### What to work on
Rewrite the data below with every "wildlife tally" changed to "nature count" and everything else left the same. Leave out the pictures in your answer.

### Photo object pointing data
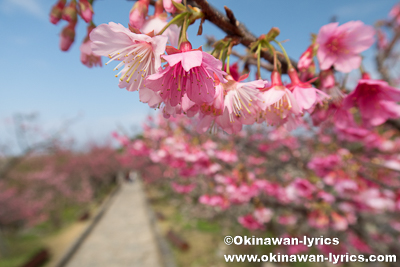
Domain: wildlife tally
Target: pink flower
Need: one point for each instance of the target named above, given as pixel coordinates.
(86, 10)
(395, 13)
(138, 53)
(70, 12)
(279, 99)
(249, 222)
(157, 24)
(318, 219)
(340, 45)
(138, 13)
(375, 99)
(306, 59)
(263, 215)
(183, 189)
(301, 187)
(241, 99)
(56, 11)
(328, 84)
(87, 57)
(169, 6)
(188, 72)
(306, 96)
(214, 201)
(382, 39)
(287, 219)
(67, 37)
(339, 223)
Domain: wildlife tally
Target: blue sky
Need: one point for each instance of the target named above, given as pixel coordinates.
(37, 77)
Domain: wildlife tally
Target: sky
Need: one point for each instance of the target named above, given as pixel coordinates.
(36, 76)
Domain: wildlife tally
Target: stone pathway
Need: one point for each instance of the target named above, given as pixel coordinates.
(123, 237)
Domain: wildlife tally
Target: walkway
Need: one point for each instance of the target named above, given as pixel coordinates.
(123, 237)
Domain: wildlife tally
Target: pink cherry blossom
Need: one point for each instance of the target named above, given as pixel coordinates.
(86, 10)
(395, 13)
(56, 11)
(263, 215)
(249, 222)
(306, 96)
(340, 46)
(375, 99)
(138, 13)
(67, 37)
(138, 53)
(70, 12)
(278, 99)
(156, 24)
(188, 72)
(87, 57)
(241, 99)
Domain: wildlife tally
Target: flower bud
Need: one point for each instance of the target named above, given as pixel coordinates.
(169, 6)
(138, 13)
(86, 10)
(56, 11)
(67, 37)
(70, 12)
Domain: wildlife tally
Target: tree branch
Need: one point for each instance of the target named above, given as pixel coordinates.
(237, 29)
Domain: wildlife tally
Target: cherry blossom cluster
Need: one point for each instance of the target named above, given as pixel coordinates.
(181, 80)
(328, 183)
(45, 183)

### Solved problem
Domain: nature count
Target: pink flower
Need: one point for each instance of the target named above, given as pixel coordinates.
(86, 10)
(395, 13)
(138, 53)
(70, 12)
(279, 99)
(249, 222)
(157, 24)
(318, 219)
(340, 45)
(138, 13)
(375, 99)
(306, 59)
(263, 215)
(183, 189)
(301, 187)
(241, 99)
(56, 11)
(328, 84)
(87, 57)
(169, 6)
(188, 72)
(306, 96)
(214, 201)
(382, 39)
(287, 219)
(67, 37)
(339, 223)
Domain: nature count
Target: blue sky
Need: one point for each instance of the target named above, given as pixel coordinates.
(37, 77)
Domain: nature count
Target: sky
Need: one point for each instance of the target named above, given as pixel coordinates.
(36, 76)
Domain: nature count
Target: stone pathway
Need: one point for each instance of the target named above, given as pixel coordinates.
(123, 237)
Domain: nature count
Target: walkway
Need: one point for each instance of the target named above, given as pixel coordinates.
(123, 237)
Domain: nature count
Target: pink cherry blossom
Need: one point for each instance of the target named above, given as pixel coordinates.
(86, 10)
(395, 13)
(56, 11)
(263, 215)
(249, 222)
(306, 96)
(340, 46)
(375, 99)
(138, 13)
(67, 37)
(138, 53)
(70, 12)
(278, 99)
(156, 24)
(188, 72)
(87, 57)
(241, 99)
Domain: nature count
Target: flower bud
Need: one point for each instance of the target named above, given as pixel coordinates.
(169, 6)
(138, 13)
(86, 10)
(56, 11)
(67, 37)
(70, 12)
Domain: nature count
Target: tree branch
Need: one point for each instance of the target named above, given as pixel coordinates.
(237, 29)
Domain: nature count
Target: cherry blossom cluster
Need: one point for each instance of the target named above, given as pixel coordinates.
(181, 80)
(328, 183)
(45, 183)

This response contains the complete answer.